# [WHAT YOU HAVE TO DO]
Retype the entries. Match them exactly.

EXERCISE DATA: Begin

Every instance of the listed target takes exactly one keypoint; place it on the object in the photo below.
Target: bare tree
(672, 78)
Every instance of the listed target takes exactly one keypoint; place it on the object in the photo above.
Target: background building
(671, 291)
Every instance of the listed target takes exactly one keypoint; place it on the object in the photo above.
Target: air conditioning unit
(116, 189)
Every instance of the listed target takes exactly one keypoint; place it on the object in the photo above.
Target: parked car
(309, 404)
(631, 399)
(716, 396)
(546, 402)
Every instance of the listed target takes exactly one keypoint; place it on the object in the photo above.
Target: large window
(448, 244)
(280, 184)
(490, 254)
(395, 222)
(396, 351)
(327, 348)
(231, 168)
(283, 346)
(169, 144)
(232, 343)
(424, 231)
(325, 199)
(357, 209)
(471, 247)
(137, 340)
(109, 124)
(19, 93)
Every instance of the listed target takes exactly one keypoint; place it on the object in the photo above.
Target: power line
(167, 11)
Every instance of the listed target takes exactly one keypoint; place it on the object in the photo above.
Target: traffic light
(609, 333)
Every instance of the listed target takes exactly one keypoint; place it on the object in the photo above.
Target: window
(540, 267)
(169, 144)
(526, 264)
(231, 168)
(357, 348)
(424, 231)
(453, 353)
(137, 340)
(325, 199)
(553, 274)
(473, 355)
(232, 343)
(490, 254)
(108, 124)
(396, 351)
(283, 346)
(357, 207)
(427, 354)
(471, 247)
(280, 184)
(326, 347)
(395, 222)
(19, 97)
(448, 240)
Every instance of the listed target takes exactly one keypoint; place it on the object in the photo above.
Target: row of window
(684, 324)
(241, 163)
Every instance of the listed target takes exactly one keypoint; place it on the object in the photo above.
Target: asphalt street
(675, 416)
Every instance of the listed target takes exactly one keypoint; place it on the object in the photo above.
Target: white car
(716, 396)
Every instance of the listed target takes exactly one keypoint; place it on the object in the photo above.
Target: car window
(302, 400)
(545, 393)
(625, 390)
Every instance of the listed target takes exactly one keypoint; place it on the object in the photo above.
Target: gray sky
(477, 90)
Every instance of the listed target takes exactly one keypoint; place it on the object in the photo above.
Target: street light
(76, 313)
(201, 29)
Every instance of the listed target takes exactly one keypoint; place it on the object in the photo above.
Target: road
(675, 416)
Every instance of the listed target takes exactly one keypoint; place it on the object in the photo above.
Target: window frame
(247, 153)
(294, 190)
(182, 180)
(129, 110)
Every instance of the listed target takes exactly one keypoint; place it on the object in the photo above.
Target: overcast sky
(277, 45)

EXERCISE DATA: End

# [ANSWER TO THIS EXERCISE]
Every instance of the listed target takes exactly one keypoint; place it on the object in the photo below.
Target: bare tree
(672, 78)
Every instance of the listed target takes exactly one keypoint; place it on the object in the photo above.
Target: background building
(671, 291)
Every instance of the listed target takes exactly one keypoint; place it on the object in the photo above.
Target: air conditioning unit
(116, 189)
Every instance of the listed target takes exactly one keypoint; place it on the object in the photo above.
Target: parked car
(309, 404)
(631, 399)
(716, 396)
(546, 402)
Every instance of the listed target takes exactly one keypoint; place it on the object in the photo above.
Target: large window
(448, 244)
(280, 184)
(490, 254)
(395, 222)
(396, 351)
(327, 348)
(231, 168)
(283, 346)
(169, 144)
(232, 343)
(424, 231)
(325, 199)
(357, 209)
(471, 247)
(137, 340)
(109, 124)
(19, 93)
Every instance of the listed target takes exactly one keypoint; place it on the object in the photo above.
Target: power line
(167, 11)
Every instance of the listed target takes exactly one keypoint; place it on the object in the photo above.
Target: traffic light
(609, 333)
Every instance of the listed target takes exactly one keypoint; place it on the object in the photo above.
Target: window
(540, 267)
(169, 144)
(526, 264)
(231, 168)
(357, 348)
(424, 231)
(453, 353)
(137, 340)
(325, 199)
(553, 274)
(473, 355)
(232, 343)
(490, 254)
(108, 124)
(396, 351)
(283, 346)
(357, 207)
(427, 354)
(471, 247)
(280, 184)
(326, 347)
(395, 222)
(19, 97)
(448, 240)
Every instance of the listed target takes exactly one keypoint; place it on the object in the photo above.
Target: row of window
(684, 324)
(241, 163)
Every instance of the listed target takes exactly one keypoint; place it on the object in the photo above.
Target: asphalt street
(675, 416)
Every instance of the listed target takes exactly one keypoint; place it on the object in the photo above.
Target: white car
(716, 396)
Every instance of the listed target takes exactly one keypoint; place it on the object in the photo above.
Target: car window
(302, 400)
(545, 393)
(625, 390)
Every instance of the listed target takes exactly one keypoint; place it on the object in the photo above.
Target: gray sky
(477, 90)
Every instance of the listed target takes exactly one keypoint; place it on the object in the photo above.
Target: street light
(76, 313)
(201, 29)
Every instance of the listed target takes exactly one keypoint; place it on the object in the photo above.
Target: road
(675, 416)
Every instance of the listed target takes exactly one keypoint; place it on the object in the photo above.
Target: window frame
(247, 153)
(294, 190)
(182, 180)
(129, 110)
Every instance of the listed target takes exactly one keypoint; place it on the object in the photo above.
Target: overcast sky
(277, 45)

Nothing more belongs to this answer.